Extract.
BEGIN
The other thing about active prose is that is takes space. I often wonder if there is a case for a blend of active and passive prose, just for the sake of economy. Its a lot faster to say 'Joe survived the battle, running from the fiends of the Hegemon with his sword between his legs,' than to go through the whole scene recounting every shiver of fear and blood-filled drop of sweat. If the scene is not really that crucial to the story, but merely a bridge, does it really matter?

Is just makes me wonder. Is passive text total taboo, or is it just one more tool, and perhaps a valid one in some cases?

Thursday, June 11, 2009

Too Much of A Good Thing

Or Rules, Damned Rules, and Formulas.

You've all read them. The books that are so formulaic you know within the first 50 pages how it's all going to end. The characters that make cardboard seem full of depth and texture. The books where you look at how much is left to go and think "It's about time all hell broke loose", turn the page, and right on cue all hell breaks loose.
END
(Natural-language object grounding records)
BEGIN
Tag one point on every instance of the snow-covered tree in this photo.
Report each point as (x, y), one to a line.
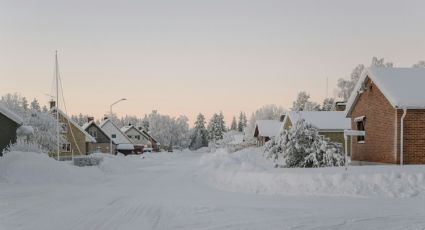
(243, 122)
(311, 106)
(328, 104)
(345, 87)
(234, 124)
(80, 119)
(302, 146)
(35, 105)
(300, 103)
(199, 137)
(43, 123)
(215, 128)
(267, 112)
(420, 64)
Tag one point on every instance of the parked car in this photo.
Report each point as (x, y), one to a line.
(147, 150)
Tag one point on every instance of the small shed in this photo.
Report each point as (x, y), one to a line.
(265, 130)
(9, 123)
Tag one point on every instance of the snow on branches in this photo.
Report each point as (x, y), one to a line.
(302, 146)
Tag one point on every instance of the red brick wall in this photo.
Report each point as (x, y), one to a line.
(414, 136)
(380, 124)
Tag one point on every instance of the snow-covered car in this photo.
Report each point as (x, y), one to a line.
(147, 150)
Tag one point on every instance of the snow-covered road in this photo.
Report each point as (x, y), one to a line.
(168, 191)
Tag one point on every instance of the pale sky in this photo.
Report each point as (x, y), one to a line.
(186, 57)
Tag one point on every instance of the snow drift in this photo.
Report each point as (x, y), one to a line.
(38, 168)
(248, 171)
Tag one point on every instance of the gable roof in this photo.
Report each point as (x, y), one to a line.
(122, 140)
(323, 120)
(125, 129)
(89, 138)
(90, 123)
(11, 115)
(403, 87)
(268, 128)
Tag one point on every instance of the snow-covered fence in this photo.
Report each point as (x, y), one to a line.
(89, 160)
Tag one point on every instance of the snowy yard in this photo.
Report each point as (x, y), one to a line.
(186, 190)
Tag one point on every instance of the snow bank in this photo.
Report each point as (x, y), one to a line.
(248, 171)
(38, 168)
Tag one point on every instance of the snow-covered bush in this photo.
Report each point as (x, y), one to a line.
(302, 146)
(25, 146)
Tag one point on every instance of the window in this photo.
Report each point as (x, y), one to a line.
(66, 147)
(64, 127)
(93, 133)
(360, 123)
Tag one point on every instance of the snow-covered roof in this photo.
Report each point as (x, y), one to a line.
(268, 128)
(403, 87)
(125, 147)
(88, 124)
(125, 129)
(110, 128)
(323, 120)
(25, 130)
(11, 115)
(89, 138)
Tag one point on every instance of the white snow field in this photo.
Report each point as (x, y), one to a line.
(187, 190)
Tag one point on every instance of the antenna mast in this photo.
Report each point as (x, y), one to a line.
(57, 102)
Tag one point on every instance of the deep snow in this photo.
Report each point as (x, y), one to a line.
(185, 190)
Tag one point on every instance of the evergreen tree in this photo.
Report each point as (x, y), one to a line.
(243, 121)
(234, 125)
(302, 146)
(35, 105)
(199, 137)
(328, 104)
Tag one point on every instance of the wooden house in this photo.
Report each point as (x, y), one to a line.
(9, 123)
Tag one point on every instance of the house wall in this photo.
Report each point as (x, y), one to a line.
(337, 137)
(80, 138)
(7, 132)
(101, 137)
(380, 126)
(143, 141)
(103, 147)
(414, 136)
END
BEGIN
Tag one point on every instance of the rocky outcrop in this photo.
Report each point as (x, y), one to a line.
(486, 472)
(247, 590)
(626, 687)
END
BEGIN
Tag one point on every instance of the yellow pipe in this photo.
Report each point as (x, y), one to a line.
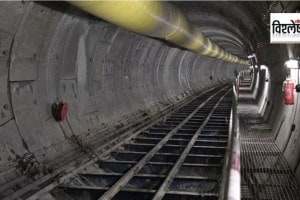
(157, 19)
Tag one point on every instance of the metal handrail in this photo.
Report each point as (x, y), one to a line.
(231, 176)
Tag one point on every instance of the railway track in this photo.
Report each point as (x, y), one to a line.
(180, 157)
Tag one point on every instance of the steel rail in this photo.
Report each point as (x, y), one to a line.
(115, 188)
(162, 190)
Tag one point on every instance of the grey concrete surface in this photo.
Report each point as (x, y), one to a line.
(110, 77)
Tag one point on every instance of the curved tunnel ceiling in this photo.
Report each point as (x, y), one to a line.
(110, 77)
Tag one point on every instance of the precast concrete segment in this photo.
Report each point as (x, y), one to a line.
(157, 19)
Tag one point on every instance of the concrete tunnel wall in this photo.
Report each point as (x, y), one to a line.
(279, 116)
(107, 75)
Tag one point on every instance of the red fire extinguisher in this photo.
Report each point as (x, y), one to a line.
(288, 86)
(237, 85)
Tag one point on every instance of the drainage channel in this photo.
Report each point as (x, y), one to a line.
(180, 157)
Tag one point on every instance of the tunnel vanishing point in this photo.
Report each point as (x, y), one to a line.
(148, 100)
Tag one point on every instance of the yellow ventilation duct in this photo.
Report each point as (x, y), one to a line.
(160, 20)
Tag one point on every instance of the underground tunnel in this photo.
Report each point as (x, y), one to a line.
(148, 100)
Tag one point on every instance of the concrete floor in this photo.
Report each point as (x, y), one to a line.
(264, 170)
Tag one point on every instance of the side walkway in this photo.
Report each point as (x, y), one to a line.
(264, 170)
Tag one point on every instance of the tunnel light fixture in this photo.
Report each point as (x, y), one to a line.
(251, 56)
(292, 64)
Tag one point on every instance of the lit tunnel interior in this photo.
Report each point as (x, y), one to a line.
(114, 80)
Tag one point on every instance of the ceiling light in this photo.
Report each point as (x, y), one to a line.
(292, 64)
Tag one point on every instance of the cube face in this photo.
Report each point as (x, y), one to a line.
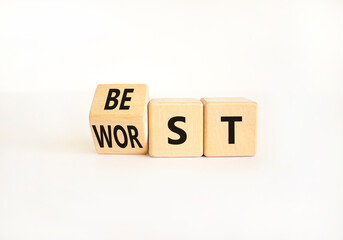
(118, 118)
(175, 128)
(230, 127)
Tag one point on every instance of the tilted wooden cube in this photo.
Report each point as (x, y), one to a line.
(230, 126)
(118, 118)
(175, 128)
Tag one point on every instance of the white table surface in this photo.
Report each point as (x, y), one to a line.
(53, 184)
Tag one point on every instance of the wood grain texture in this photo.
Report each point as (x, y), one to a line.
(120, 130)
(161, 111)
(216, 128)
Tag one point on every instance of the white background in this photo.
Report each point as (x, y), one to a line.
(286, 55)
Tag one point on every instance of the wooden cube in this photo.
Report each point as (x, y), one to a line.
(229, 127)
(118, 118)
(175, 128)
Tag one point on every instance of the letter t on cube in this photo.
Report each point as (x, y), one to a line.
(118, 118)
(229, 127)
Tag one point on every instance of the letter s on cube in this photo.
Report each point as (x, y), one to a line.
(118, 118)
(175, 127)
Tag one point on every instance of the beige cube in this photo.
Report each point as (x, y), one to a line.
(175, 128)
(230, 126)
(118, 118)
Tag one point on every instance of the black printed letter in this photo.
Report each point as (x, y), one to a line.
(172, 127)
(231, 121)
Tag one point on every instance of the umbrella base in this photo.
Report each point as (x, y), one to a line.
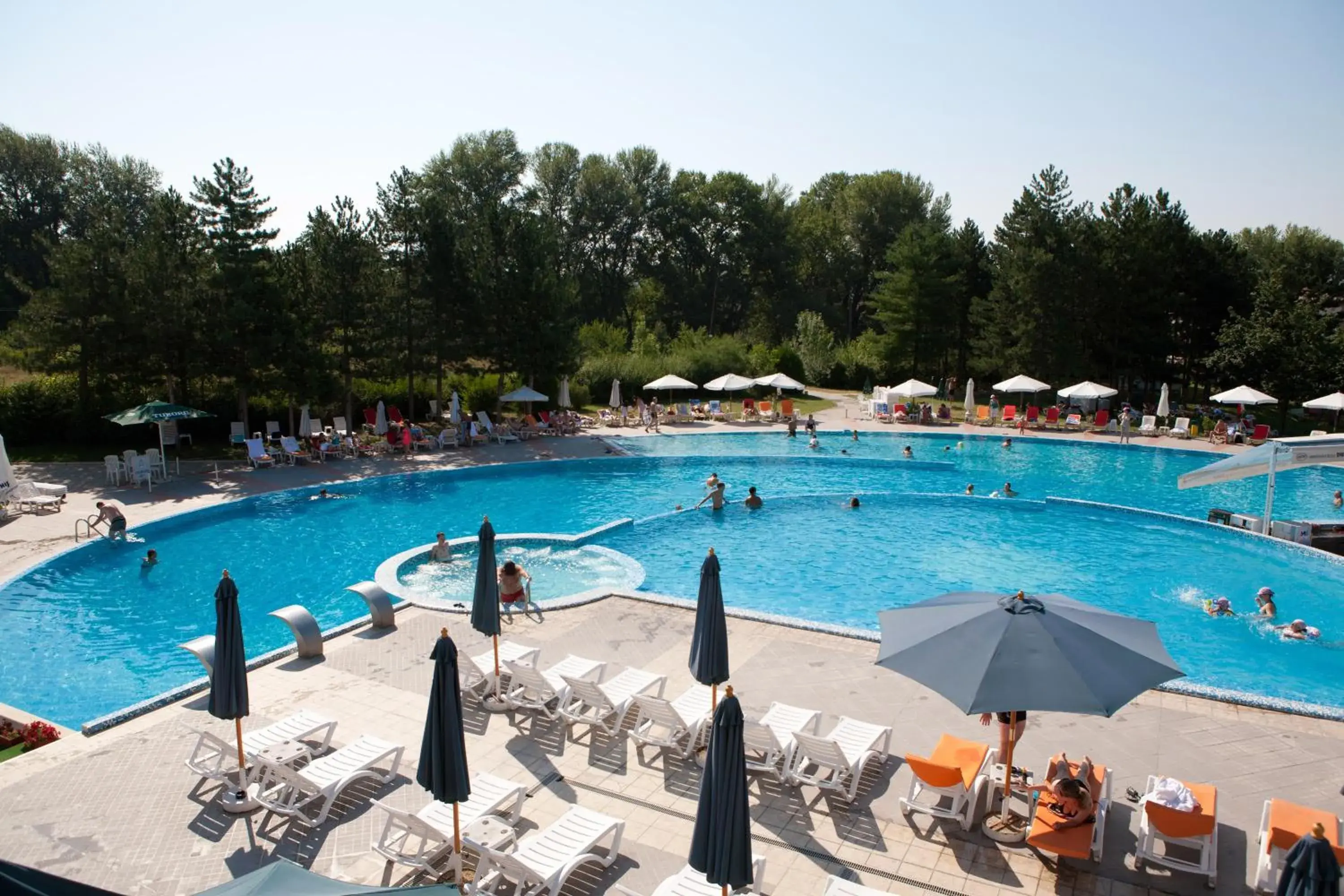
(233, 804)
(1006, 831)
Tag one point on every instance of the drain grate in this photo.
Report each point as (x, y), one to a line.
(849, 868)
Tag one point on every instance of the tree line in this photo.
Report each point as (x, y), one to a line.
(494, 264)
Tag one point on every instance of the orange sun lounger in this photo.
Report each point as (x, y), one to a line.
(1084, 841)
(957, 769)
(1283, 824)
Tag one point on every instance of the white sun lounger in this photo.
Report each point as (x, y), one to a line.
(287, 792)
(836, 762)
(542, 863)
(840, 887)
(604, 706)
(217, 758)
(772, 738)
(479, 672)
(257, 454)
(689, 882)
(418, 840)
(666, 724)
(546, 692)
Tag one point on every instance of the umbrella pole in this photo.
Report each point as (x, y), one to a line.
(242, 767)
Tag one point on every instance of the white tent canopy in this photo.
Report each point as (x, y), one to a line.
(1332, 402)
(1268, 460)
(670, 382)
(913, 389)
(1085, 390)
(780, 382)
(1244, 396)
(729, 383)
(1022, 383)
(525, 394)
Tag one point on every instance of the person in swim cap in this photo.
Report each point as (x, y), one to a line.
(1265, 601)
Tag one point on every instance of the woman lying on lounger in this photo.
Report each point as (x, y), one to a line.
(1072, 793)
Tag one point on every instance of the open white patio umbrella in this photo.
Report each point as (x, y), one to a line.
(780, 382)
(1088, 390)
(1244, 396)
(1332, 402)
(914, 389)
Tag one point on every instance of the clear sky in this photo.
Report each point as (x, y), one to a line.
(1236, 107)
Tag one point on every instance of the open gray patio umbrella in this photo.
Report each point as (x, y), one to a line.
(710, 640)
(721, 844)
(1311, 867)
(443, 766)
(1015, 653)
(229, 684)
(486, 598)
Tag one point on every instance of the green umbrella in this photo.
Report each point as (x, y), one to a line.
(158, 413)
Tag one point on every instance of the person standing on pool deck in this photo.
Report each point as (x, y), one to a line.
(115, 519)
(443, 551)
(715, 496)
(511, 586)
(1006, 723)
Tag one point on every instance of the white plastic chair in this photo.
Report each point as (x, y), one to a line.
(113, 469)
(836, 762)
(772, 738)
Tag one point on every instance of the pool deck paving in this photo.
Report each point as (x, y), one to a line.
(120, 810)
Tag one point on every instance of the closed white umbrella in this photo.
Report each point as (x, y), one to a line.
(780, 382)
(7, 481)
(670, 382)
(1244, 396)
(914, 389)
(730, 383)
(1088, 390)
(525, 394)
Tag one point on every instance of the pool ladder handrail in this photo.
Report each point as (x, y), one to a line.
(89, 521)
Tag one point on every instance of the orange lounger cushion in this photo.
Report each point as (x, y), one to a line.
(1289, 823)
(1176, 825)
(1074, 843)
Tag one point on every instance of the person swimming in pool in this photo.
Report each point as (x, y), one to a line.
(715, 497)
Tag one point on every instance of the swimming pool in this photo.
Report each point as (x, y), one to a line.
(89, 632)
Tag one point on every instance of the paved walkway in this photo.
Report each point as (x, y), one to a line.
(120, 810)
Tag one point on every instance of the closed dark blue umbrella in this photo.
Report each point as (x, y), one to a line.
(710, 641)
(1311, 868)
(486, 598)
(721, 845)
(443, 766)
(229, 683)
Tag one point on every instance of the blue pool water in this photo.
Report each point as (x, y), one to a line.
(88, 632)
END
Pick up the blog excerpt on prose and formulaic books after its last sentence and keep writing it.

There's any number of words for them, words like trite, cliche, formulaic - but what they are, based on the examples I've read, is either someone chunking out the wordage on something he, she, or it detests, or someone who's taken the rules to an extreme and sucked all the life out of their story in the process.

I think this might be what John is trying to avoid when he says he doesn't buy into rules of modern story.

It's like everything: all things in moderation, even moderation. Also known as "you've got to know the rules before you can break them effectively".

I can see the skeptical looks and the little superior sniffs, so here's the challenge. Take a look at your favorites, and look at the rules they break. Then look at how they break them. I guarantee you, you won't find a single really good book in the bunch that doesn't break at least one of them.

Not just the rules as espoused by Mark Twain, either. Grammar, spelling, Thou Shalt Not Commit Prologue... They're all fair game.

Since not everyone reading has access to a slush pile I won't suggest picking out random entries and seeing which rules they break and how, but I promise you they will break them, and the results will be painful. They may even include bearded lips (hat tip to Mike at Onyxhawke Agency for burning that little gem into my memory).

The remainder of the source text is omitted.